§ Stored entries
========
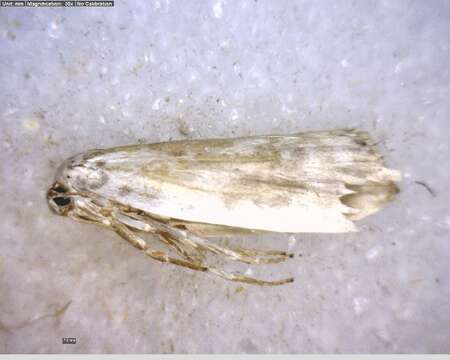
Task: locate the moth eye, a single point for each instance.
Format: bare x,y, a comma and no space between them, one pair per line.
61,201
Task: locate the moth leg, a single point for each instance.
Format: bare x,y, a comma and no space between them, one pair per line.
244,255
198,257
139,243
246,279
175,237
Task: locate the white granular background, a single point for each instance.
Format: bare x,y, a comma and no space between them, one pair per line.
72,79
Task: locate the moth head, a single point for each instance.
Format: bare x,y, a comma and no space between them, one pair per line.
59,203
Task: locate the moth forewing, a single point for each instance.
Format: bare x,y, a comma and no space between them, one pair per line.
307,182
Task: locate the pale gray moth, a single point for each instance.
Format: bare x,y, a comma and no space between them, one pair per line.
187,191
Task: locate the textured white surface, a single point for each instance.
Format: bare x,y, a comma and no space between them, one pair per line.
73,79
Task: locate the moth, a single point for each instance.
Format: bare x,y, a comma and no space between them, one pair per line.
186,192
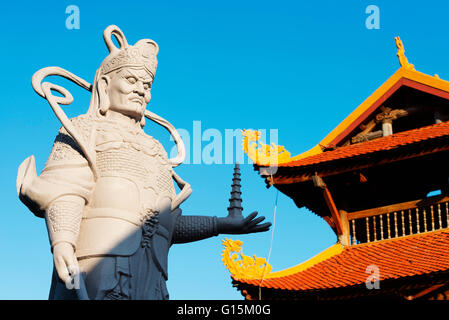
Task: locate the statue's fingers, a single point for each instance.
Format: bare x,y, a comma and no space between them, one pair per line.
256,221
250,216
61,268
261,227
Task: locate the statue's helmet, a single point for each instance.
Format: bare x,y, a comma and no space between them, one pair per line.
142,54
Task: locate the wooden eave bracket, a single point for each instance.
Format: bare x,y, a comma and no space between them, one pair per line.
319,183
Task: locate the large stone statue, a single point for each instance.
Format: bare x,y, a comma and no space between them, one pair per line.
107,191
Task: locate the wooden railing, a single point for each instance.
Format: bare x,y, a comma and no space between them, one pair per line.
399,220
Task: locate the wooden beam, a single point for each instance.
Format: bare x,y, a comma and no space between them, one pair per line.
333,210
397,207
425,291
285,177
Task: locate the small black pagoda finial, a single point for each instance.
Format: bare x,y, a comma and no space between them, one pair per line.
235,202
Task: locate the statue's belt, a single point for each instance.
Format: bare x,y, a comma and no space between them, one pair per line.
121,214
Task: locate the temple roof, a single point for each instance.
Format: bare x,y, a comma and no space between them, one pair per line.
393,141
406,82
413,255
402,77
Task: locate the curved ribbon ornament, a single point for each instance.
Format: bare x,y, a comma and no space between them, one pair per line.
44,89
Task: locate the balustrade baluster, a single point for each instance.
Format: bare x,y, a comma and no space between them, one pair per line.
354,239
417,220
381,227
367,229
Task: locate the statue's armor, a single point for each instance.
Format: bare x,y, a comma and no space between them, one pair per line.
134,185
127,206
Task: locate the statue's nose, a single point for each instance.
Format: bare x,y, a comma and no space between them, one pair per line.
139,88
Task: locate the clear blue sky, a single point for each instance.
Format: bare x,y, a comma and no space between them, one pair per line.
297,67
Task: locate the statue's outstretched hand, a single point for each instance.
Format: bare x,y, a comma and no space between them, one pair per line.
240,225
65,261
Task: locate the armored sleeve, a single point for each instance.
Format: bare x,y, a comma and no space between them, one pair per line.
194,228
64,187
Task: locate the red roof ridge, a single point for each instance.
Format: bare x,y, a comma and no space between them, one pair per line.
380,144
406,256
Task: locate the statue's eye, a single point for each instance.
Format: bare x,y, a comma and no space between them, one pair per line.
131,79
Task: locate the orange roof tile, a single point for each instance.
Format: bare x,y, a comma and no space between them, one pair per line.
395,258
381,144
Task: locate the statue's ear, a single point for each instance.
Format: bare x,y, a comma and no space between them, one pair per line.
103,96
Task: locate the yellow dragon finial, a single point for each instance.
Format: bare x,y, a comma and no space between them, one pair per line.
263,154
401,55
246,268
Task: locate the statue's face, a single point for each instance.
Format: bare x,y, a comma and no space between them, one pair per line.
129,91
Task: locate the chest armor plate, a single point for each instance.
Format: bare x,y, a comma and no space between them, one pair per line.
134,172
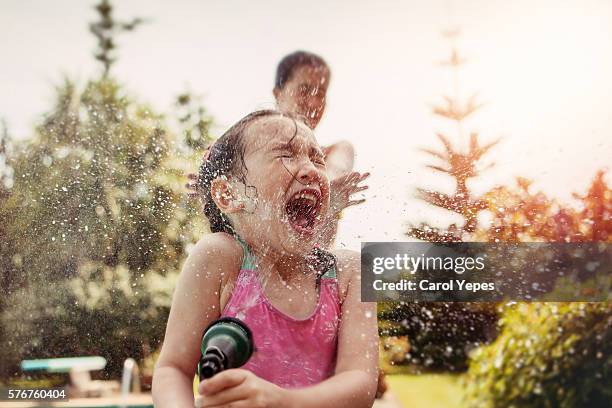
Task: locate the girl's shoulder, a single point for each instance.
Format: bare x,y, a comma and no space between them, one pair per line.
219,254
348,270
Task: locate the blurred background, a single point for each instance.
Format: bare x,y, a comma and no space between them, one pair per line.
479,121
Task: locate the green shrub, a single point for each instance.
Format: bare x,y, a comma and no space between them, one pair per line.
110,315
547,355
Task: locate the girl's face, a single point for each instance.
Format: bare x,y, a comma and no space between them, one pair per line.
286,175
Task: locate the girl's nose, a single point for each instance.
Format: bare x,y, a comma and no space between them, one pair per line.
308,173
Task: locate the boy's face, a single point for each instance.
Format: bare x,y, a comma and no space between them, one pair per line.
304,93
286,172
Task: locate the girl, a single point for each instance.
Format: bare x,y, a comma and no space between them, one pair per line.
300,88
266,194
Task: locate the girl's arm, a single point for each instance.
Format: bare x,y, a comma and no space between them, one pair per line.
355,380
195,304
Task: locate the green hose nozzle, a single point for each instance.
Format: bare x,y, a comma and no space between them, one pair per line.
226,343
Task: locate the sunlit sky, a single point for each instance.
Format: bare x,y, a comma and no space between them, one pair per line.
542,68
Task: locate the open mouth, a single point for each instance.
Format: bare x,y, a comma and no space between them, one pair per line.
303,209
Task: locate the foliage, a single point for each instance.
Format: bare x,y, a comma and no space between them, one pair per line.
95,222
99,312
105,30
97,193
547,355
441,334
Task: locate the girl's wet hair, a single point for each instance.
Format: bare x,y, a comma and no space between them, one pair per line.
290,62
226,158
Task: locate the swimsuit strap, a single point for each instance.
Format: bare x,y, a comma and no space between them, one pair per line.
249,261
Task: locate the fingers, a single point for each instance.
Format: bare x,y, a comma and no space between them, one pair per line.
229,395
225,379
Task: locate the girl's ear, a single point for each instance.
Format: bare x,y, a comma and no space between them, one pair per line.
225,196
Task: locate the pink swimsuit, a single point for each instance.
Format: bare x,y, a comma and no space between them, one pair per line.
290,353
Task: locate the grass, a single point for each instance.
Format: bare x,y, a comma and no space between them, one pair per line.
426,390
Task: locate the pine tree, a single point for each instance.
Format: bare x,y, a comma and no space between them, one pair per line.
459,164
441,334
99,223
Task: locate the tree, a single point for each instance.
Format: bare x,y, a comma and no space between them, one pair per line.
99,224
440,335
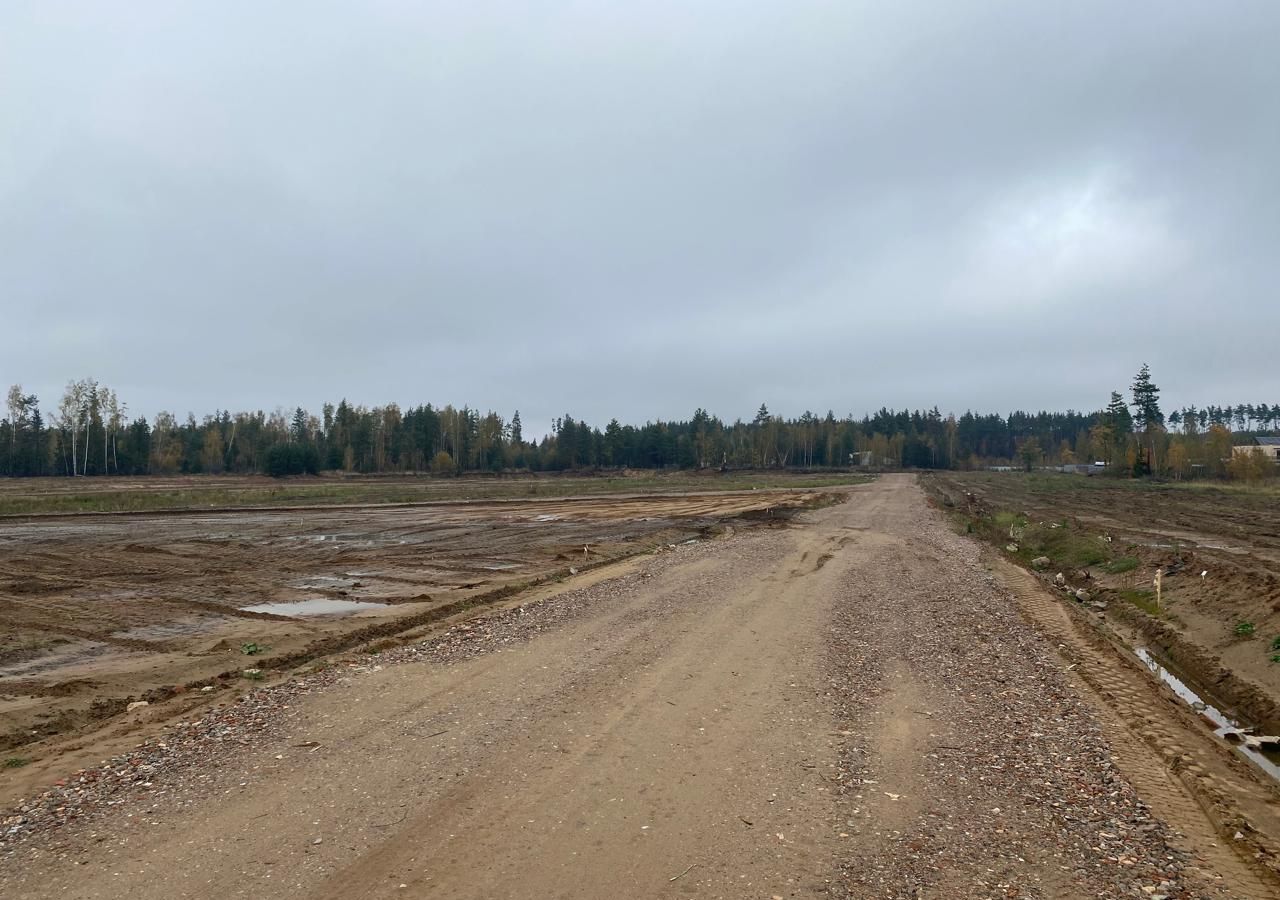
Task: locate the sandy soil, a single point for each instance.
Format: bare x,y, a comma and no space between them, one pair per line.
101,611
1233,535
854,707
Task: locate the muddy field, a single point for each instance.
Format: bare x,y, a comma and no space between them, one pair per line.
1217,549
100,611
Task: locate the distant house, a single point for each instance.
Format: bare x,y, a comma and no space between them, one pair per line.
1269,446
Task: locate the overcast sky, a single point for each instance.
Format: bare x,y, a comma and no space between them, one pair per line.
636,209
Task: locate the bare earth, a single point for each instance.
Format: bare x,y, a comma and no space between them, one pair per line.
851,707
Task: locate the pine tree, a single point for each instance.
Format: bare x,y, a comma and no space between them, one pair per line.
1146,401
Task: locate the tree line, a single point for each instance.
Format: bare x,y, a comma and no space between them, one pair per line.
90,433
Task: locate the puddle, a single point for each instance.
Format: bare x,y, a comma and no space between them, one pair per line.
1267,762
324,583
320,606
170,630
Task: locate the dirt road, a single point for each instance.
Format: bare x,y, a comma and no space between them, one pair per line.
848,708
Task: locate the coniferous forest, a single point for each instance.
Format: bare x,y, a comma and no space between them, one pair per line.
91,433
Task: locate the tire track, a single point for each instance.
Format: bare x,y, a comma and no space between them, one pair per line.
1175,764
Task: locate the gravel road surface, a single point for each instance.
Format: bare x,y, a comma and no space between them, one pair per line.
848,707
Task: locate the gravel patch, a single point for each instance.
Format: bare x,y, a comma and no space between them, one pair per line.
1024,799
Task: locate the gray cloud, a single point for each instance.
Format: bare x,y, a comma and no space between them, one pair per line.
639,209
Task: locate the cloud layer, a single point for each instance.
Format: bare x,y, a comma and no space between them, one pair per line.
639,209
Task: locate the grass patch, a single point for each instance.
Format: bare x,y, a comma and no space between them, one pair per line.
1143,599
1121,565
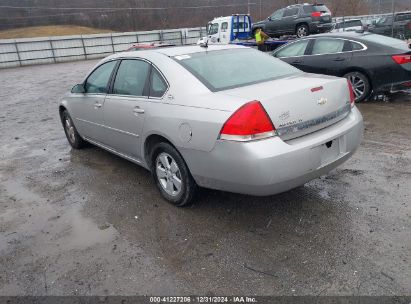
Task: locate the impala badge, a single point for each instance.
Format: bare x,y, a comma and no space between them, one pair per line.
322,101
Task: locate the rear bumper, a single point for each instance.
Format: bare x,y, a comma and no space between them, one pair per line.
272,166
395,87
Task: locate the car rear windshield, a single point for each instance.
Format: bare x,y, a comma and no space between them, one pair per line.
227,69
308,9
387,41
349,23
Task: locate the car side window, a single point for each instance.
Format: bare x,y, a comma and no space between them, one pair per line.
158,86
131,77
293,50
97,82
291,12
224,26
403,17
213,29
328,46
277,14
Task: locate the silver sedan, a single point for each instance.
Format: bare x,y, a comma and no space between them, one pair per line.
223,117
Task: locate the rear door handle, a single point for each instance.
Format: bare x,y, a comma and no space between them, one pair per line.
137,110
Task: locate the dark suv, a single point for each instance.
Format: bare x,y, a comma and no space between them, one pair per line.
401,27
299,19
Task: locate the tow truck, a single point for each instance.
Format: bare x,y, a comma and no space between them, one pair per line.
237,29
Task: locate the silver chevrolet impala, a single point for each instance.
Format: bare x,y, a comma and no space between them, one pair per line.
223,117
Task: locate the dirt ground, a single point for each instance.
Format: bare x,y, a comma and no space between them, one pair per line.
90,223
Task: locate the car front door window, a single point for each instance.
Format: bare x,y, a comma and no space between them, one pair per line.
277,15
293,50
158,86
126,106
328,46
97,82
131,78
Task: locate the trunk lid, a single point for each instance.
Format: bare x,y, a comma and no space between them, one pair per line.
302,104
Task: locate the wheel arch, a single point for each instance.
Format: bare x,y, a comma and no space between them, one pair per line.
302,23
359,70
150,141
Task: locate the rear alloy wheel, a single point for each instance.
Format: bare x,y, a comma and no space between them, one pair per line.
301,31
360,84
72,135
172,176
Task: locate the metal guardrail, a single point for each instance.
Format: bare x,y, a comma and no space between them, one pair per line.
364,18
28,51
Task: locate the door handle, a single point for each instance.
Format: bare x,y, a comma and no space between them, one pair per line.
137,110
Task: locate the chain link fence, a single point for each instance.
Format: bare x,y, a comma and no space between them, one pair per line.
28,51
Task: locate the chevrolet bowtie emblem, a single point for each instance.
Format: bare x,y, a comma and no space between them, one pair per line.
322,101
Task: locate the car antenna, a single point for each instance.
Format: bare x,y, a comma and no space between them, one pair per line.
204,44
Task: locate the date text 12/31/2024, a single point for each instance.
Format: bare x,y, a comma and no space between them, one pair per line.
199,299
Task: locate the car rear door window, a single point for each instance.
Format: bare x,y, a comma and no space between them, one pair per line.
277,14
291,12
213,29
356,46
294,50
97,82
224,26
327,46
403,17
131,78
158,86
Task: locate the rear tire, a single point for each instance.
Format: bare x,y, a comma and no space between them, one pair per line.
70,130
361,85
302,30
172,176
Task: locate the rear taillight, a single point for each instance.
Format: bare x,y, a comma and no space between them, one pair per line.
402,59
250,122
316,14
352,95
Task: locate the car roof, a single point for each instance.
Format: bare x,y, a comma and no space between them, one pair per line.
178,50
347,35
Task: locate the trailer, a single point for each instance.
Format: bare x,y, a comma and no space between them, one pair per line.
237,29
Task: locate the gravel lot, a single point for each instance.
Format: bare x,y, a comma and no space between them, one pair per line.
90,223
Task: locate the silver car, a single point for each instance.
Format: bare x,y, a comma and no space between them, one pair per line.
223,117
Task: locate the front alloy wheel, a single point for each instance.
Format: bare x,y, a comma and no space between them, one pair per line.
302,31
171,175
72,135
360,85
168,174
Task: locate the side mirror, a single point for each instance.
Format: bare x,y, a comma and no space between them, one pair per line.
78,88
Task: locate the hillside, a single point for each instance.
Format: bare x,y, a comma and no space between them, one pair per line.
50,30
133,15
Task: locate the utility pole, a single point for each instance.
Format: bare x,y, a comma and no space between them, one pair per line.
393,12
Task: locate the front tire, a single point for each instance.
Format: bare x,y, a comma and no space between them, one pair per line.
360,85
72,135
172,176
302,31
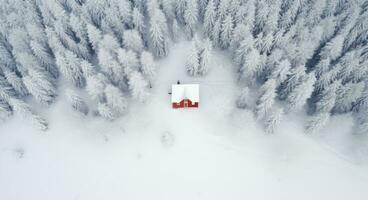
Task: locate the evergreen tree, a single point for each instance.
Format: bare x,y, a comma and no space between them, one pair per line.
205,57
243,99
115,100
227,31
159,34
191,17
192,62
302,92
209,18
133,41
273,119
266,99
138,87
105,111
77,102
148,66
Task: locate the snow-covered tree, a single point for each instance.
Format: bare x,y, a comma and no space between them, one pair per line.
133,41
176,30
96,86
5,110
301,93
115,100
227,28
138,21
347,96
94,36
105,111
266,99
159,34
273,119
209,18
138,86
192,61
205,56
250,66
243,99
77,102
148,66
191,17
317,122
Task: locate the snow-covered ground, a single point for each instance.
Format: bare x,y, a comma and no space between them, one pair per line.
155,152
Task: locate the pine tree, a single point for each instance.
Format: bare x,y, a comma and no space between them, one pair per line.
317,122
176,31
273,119
138,21
192,62
191,17
96,86
226,31
77,102
105,111
148,66
115,100
302,92
138,87
266,99
5,110
251,66
281,71
293,79
180,8
209,18
243,99
94,36
205,57
133,41
159,34
347,96
128,60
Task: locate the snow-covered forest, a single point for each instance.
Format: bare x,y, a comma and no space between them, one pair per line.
308,56
85,110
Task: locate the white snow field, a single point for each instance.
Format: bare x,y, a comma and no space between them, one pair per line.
216,152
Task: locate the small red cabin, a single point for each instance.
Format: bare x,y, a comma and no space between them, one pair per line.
185,96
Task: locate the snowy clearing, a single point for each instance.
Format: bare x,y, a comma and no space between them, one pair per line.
155,152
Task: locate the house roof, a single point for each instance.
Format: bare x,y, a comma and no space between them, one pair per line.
185,91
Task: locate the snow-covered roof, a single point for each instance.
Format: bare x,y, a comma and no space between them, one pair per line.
184,91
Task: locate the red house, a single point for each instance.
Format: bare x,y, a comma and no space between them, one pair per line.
185,96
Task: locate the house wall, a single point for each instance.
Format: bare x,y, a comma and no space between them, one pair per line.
181,104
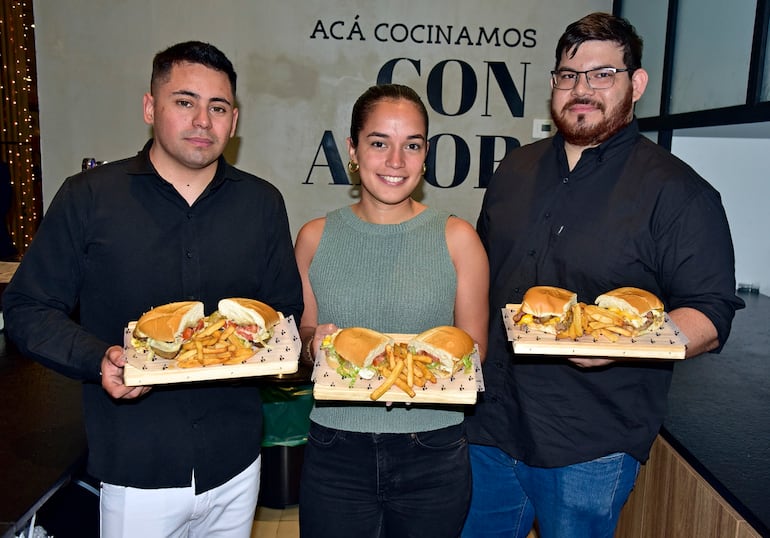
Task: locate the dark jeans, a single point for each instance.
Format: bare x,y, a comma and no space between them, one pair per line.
368,485
577,501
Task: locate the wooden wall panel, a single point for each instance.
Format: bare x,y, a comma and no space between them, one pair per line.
672,500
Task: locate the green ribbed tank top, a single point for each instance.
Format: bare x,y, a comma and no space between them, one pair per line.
394,278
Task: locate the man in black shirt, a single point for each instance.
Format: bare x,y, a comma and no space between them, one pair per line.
595,208
176,222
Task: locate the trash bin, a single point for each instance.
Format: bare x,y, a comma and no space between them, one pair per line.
286,410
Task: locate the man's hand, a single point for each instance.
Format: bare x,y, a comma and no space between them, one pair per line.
591,363
112,375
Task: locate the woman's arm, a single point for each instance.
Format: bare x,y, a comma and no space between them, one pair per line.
472,266
305,248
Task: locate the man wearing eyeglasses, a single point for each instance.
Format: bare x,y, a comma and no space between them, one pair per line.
557,439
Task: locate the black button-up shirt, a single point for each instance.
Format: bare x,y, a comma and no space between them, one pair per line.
118,240
628,214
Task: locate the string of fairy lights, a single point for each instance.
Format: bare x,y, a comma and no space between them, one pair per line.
18,120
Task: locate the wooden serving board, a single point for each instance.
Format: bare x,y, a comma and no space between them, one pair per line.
668,342
462,388
280,356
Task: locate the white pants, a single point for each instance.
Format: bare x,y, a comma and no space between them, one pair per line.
226,511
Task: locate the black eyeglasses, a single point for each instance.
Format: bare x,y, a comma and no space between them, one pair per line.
597,79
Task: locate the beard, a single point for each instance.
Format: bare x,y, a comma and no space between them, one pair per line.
584,134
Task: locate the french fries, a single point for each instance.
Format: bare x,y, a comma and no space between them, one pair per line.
403,370
594,321
216,344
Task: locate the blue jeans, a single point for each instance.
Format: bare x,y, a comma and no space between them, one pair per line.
575,501
368,485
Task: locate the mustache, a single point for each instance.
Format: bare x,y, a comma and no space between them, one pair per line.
584,101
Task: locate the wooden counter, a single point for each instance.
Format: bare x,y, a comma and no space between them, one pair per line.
709,470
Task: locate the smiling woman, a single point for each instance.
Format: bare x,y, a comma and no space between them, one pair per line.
361,266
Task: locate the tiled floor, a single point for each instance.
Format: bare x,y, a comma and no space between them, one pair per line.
271,523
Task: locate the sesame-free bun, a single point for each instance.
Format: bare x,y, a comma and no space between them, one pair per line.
160,329
634,300
249,312
166,322
357,345
542,301
642,311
========
§ THE PROBLEM
Output, unchanged, the lines from the line with "Task: locate the mustache, a" through the final line of the material.

§ EXERCISE OUTPUT
Task: locate the mustache, a single point for each instance.
Format: bare x,y, a comma and no space between them, one pair per line.
584,101
Task: locate the wooden counter, a single point for each instance.
Format: bare x,y, a comma and no space between them, one pair per line.
709,470
Task: locate the smiling woman, a single point for each instance.
Format: bare x,y, a comma and no space between them, one pair per line.
361,266
Task: locate the tiled floor, a single point for each instance.
Format: bare x,y, a comma and no space between them, one pair per line.
271,523
Task: locate the sesame-free bun, a single point for each instance.
Format: bare x,y, a comma and no space between them, one pair per line.
160,329
634,300
249,312
166,322
357,345
542,301
642,311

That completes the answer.